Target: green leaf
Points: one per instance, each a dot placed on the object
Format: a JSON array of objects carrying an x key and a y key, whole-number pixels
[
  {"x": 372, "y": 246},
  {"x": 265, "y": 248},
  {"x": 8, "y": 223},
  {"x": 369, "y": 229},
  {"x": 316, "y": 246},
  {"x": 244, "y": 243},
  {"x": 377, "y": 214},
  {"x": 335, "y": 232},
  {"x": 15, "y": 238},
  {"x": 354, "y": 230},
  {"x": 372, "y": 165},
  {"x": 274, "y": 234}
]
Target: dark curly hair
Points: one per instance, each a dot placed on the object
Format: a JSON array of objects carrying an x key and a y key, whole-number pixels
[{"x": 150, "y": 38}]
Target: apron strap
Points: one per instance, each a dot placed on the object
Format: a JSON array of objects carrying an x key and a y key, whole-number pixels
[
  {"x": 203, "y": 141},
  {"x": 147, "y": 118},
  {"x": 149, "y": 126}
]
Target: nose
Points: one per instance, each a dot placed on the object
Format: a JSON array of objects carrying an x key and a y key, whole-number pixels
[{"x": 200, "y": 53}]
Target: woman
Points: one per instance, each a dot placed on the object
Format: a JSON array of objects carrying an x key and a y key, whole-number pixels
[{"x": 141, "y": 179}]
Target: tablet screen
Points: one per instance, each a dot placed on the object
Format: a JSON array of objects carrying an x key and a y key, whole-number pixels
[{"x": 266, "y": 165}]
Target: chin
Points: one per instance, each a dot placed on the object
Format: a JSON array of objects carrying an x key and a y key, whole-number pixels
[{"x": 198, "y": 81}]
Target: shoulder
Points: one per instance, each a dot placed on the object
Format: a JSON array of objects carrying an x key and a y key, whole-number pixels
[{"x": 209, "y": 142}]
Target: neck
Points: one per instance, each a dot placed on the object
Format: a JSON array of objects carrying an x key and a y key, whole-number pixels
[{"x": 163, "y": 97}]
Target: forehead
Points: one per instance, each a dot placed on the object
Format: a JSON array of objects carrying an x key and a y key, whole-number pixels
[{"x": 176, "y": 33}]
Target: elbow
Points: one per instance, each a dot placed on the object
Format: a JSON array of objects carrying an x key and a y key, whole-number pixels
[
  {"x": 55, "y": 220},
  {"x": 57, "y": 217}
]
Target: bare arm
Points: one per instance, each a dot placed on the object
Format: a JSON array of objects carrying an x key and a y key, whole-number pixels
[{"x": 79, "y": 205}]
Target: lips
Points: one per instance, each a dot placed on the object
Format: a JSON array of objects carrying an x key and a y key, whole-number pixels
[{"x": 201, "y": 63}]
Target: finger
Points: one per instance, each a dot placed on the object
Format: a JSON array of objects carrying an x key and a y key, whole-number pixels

= WHAT TO PRODUCE =
Please repeat the records so that each one reads exactly as it does above.

= WORKED SOLUTION =
Target: green leaf
Points: one per instance, each a dot placed on the object
Format: a JSON array of objects carrying an x key and a y key, whole-number pixels
[
  {"x": 372, "y": 246},
  {"x": 265, "y": 248},
  {"x": 8, "y": 223},
  {"x": 369, "y": 229},
  {"x": 316, "y": 246},
  {"x": 244, "y": 243},
  {"x": 377, "y": 214},
  {"x": 335, "y": 232},
  {"x": 15, "y": 238},
  {"x": 354, "y": 230},
  {"x": 372, "y": 165},
  {"x": 274, "y": 234}
]
Target: dark curly hair
Points: one per instance, each a dot placed on the object
Format: a JSON array of objects carrying an x key and a y key, whole-number pixels
[{"x": 150, "y": 38}]
Target: apron strap
Points: one per instance, each a dot placed on the object
Format: a JSON array of objects carrying an x key and a y key, whole-number pixels
[
  {"x": 203, "y": 141},
  {"x": 147, "y": 118},
  {"x": 149, "y": 126}
]
Target: nose
Points: one per instance, each a dot placed on the object
Format: a JSON array of objects carrying an x key and a y key, whole-number pixels
[{"x": 200, "y": 53}]
Target: woman
Points: one per instance, each a dot placed on the object
Format: a JSON array of objects carrying an x key and a y key, whole-number pixels
[{"x": 141, "y": 179}]
Target: tablet screen
Points: one per instance, each a dot placed on the object
Format: a JSON array of objects carrying an x key and a y key, whole-number pixels
[{"x": 266, "y": 165}]
Target: chin
Points: one per instance, each a dot placed on the object
Format: a JSON array of objects carrying an x key and a y key, whole-number pixels
[{"x": 198, "y": 81}]
Target: shoulder
Points: one per instance, each a dot placed on the object
Format: a JSON array of objects carrying an x key and a y key, whole-number pixels
[{"x": 209, "y": 142}]
Target: neck
Points: one per instance, each a dot placed on the object
Format: a JSON array of objects carrying an x key and a y key, whole-number pixels
[{"x": 163, "y": 97}]
Target: forehead
Points: one per instance, each a dot placed on the object
Format: a JSON array of objects carrying an x key and a y key, whole-number pixels
[{"x": 176, "y": 33}]
Target: elbow
Points: one per instance, each a dot placed on the object
Format: a JSON array of objects carrying an x key and a y key, whole-number pixels
[
  {"x": 55, "y": 220},
  {"x": 57, "y": 217}
]
Target: bare arm
Points: one per instance, each a dot placed on the object
Format: a JSON array of objects carrying an x key and a y key, whole-number pixels
[{"x": 79, "y": 205}]
Target: lips
Points: one per instance, each a dot placed on the object
Format: a JSON array of objects carrying an x key and a y key, whole-number pixels
[{"x": 201, "y": 63}]
Target: finger
Points: one per instance, each a dot placed on the object
Format: a JSON array of objects carrying an x key and a y key, whole-number pixels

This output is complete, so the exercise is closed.